• Text provided
-.-.-

I don't know who I am anymore

I really don’t know who I am anymore, I don’t recognise the person I’ve become since losing my hubby 5 months ago to two rare brain Tumors, . from his diognoises in December to then being told There would be no treatment and he would die in a few months from the two brain Tumors…such a devasting rapid decline from December to his final breath 3rd February 2021 at home with me and our children by his side.
I still haven’t come to terms with how fast we lost him…still trying to figure everything out in my head, everything that happened …the battle to get services on board…some of the cocks up they made…the last days and hours and final moments keep replaying in my head…flashbacks have started.
I feel like everyday is getting harder, the immense sadness of losing my soulmate , the way me and my young adult childrens whole lifes have changed and everything feels like its a huge battle.
The anxiety, the sheer panic he isn’t here, I cant hug him , The Only person I always felt secure and safe with…who I could talk to about anything as gone forever.
Feeling scared about my own health and everything about life just feels so shit.
Keith was so brave…I wished I could be as brave as he was.
2nd bevareavement counselling online session at 9am today…I’m even panicking about that. Who is this person I have become :disappointed_relieved:

3 Likes

Your description is one that I think most of us can identify with. I came to the very swift conclusion that ‘home’ was in my husband’s arms and that I just feel completely lost and vulnerable without him here. I have two young adult children, which is why I have to keep on going but my life as I knew it and loved it has gone. We didn’t even get to say goodbye- he went out, collapsed and died on an ordinary evening. Still can’t get my head round that. Take one day at a time, even one breath at a time when needed. Sending hugs

4 Likes

Dear angiecb

I no longer recognise the person looking back at me in the mirror, I was once a strong and secure person but that person disappeared in an instant the day my husband died. I worry about the slightest thing now. The reassurance that my husband gave is no longer there. How I long to just be held in his arms and made to feel safe again. No one can replace him and I accept that I am on this long journey alone now until we are reunited. I just hope that when that day comes he recognises me again.

I am so sorry that you had to endure additional challenges. Services are meant to help when most needed. My husband died as a result of a bike accident and I know that the emergency services pulled out all the stops to try and save him including calling the air ambulance. But despite this his injuries were so critical he just did not survive. Like yourself I still have flashbacks (although they have lessened over the months)of the police answering his mobile, rushing me to the hospital in the back of a patrol car and the wait in the room at the hospital. I often lie awake in bed wondering about his last moments and it is so heartbreaking. Some days it just feels so surreal and I think I will wake up from this nightmare and he will be by my side.

I am still on the waiting list for counselling. Let me know if you think it is helping.

4 Likes

Hi Shiela26
I lost my wife four weeks ago.
I don’t know where I am in the process of grief and its levels…
Early doors I know that is definitely the case, and I’m finding that really hard to accept/believe/know is still coming.

-.-.-

• Records shown
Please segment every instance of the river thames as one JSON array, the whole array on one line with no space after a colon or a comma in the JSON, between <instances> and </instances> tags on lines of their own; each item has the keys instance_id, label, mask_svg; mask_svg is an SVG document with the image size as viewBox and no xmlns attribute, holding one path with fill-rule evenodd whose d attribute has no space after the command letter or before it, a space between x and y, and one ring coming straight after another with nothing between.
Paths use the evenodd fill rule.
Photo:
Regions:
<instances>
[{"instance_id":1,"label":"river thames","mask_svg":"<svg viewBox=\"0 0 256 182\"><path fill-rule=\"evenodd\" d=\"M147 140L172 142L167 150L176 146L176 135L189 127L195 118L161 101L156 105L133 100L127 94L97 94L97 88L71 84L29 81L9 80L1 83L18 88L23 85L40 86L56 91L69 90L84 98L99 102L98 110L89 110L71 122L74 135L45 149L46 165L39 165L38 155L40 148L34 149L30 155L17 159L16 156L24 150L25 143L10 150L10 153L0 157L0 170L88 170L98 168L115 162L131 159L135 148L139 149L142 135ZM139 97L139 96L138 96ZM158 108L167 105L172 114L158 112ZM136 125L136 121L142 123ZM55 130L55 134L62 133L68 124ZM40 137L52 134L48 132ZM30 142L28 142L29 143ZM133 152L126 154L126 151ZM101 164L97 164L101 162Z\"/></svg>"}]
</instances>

-.-.-

• What to do
a) Write out everything in the bereavement thread from "Hi Shiela26" down to "is still coming.".
b) Decide whether each statement agrees with the bereavement thread, answering yes or no and quoting the words that settle it: (i) The first poster's husband died at home on 3rd February 2021. (ii) The writer of the reply addressed to angiecb has already finished counselling. (iii) The reply addressed to Shiela26 reports the death of a wife four weeks earlier.
Leave the material aside, since it has nothing to do with this work.

• Answers in order
a)
Hi Shiela26
I lost my wife four weeks ago.
I don’t know where I am in the process of grief and its levels…
Early doors I know that is definitely the case, and I’m finding that really hard to accept/believe/know is still coming.

b)
(i) Yes: "his final breath 3rd February 2021 at home with me and our children by his side."
(ii) No: "I am still on the waiting list for counselling."
(iii) Yes: "I lost my wife four weeks ago."